Could the listing below be reproduced exactly, minus its pictures?

════

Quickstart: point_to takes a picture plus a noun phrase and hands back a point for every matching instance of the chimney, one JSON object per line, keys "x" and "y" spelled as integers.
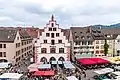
{"x": 38, "y": 31}
{"x": 52, "y": 18}
{"x": 90, "y": 29}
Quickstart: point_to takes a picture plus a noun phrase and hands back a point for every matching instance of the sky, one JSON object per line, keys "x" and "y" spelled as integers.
{"x": 67, "y": 13}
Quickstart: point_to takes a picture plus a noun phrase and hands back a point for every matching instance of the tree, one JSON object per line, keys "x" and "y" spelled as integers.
{"x": 106, "y": 48}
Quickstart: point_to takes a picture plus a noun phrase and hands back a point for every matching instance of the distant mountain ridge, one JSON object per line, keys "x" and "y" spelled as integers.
{"x": 107, "y": 26}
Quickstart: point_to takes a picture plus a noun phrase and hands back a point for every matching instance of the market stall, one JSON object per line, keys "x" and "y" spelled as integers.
{"x": 44, "y": 66}
{"x": 71, "y": 78}
{"x": 104, "y": 71}
{"x": 14, "y": 76}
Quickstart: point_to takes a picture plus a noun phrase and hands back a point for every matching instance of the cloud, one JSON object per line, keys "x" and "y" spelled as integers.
{"x": 67, "y": 12}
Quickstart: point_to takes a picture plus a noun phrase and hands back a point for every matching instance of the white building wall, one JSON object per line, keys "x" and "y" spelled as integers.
{"x": 117, "y": 45}
{"x": 40, "y": 43}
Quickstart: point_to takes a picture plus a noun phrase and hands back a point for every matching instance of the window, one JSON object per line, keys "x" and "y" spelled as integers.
{"x": 54, "y": 29}
{"x": 102, "y": 41}
{"x": 59, "y": 41}
{"x": 50, "y": 29}
{"x": 88, "y": 37}
{"x": 61, "y": 50}
{"x": 4, "y": 53}
{"x": 76, "y": 43}
{"x": 52, "y": 42}
{"x": 97, "y": 42}
{"x": 84, "y": 42}
{"x": 101, "y": 51}
{"x": 97, "y": 47}
{"x": 118, "y": 51}
{"x": 82, "y": 37}
{"x": 52, "y": 50}
{"x": 17, "y": 38}
{"x": 102, "y": 46}
{"x": 57, "y": 34}
{"x": 47, "y": 34}
{"x": 0, "y": 45}
{"x": 90, "y": 43}
{"x": 52, "y": 24}
{"x": 43, "y": 50}
{"x": 97, "y": 52}
{"x": 45, "y": 41}
{"x": 0, "y": 54}
{"x": 4, "y": 45}
{"x": 52, "y": 35}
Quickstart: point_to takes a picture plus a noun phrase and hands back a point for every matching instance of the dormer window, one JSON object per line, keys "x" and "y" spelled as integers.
{"x": 88, "y": 37}
{"x": 75, "y": 33}
{"x": 50, "y": 29}
{"x": 54, "y": 29}
{"x": 52, "y": 24}
{"x": 82, "y": 37}
{"x": 76, "y": 37}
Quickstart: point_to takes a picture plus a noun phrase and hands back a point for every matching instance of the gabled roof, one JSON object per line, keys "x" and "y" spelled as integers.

════

◆ **Result of the task**:
Quickstart: point_to takes a picture plus a noun phrase and hands back a point for every matching instance of the chimney, one JSON object per line, keys "x" and "y" spelled as integers.
{"x": 38, "y": 31}
{"x": 52, "y": 18}
{"x": 90, "y": 29}
Quickstart: point_to takes a picture plus a noun phrase and hands back a point for every matching instance of the sky, one JSON object per line, keys "x" and "y" spelled as integers.
{"x": 67, "y": 13}
Quickstart: point_to takes a picture plus a noun phrase and hands back a point for every matching instance of the tree, one JSON object per line, keys "x" and "y" spelled as integers.
{"x": 106, "y": 48}
Quickstart: point_to takes a picture plus a noun phrase and hands back a point for every matching instance of the distant mountain ridge, one JSON object per line, keys "x" and "y" spelled as integers.
{"x": 107, "y": 26}
Quickstart: point_to takes a picture plus a noun phrase and hands back a point for every matching instance of the market stall, one JSON object per line, keys "x" and "y" spelled as integers.
{"x": 44, "y": 66}
{"x": 71, "y": 78}
{"x": 104, "y": 71}
{"x": 14, "y": 76}
Quickstart: point_to takes a picture plus a noun phrase and hands back a point for every matching instance of the cloud, one JSON object per line, keys "x" and "y" spelled as integers.
{"x": 67, "y": 12}
Quickstart: point_to takes a picture plus a noun phrase and hands back a point for every matching instance of the white building wall, one JSON object per line, keys "x" and "y" spelled as integers.
{"x": 117, "y": 45}
{"x": 40, "y": 43}
Quickstart: point_to takes a picture plus a noun phrase and hands back a point for every matching instance of the window, one JSON object per line, keys "x" and "y" spelled as integers.
{"x": 54, "y": 29}
{"x": 102, "y": 41}
{"x": 59, "y": 41}
{"x": 50, "y": 29}
{"x": 88, "y": 37}
{"x": 61, "y": 50}
{"x": 4, "y": 53}
{"x": 76, "y": 43}
{"x": 52, "y": 42}
{"x": 97, "y": 42}
{"x": 84, "y": 42}
{"x": 101, "y": 51}
{"x": 97, "y": 47}
{"x": 118, "y": 51}
{"x": 82, "y": 37}
{"x": 52, "y": 50}
{"x": 17, "y": 38}
{"x": 102, "y": 46}
{"x": 57, "y": 34}
{"x": 47, "y": 34}
{"x": 0, "y": 45}
{"x": 90, "y": 43}
{"x": 52, "y": 24}
{"x": 43, "y": 50}
{"x": 97, "y": 52}
{"x": 45, "y": 41}
{"x": 0, "y": 54}
{"x": 4, "y": 45}
{"x": 52, "y": 35}
Quickstart: point_to takes a picture plus a noun phrase and hands back a point for every matching instance of the dormer window, one JSON object per line, keys "x" and "y" spelled as integers.
{"x": 88, "y": 37}
{"x": 75, "y": 33}
{"x": 50, "y": 29}
{"x": 54, "y": 29}
{"x": 52, "y": 24}
{"x": 82, "y": 37}
{"x": 76, "y": 37}
Quickstart: point_to takes a picture plus a noun phrase and hands back a point for every matching instance of the gabled roof, one JSON object per line, keys "x" and "y" spelled as integers.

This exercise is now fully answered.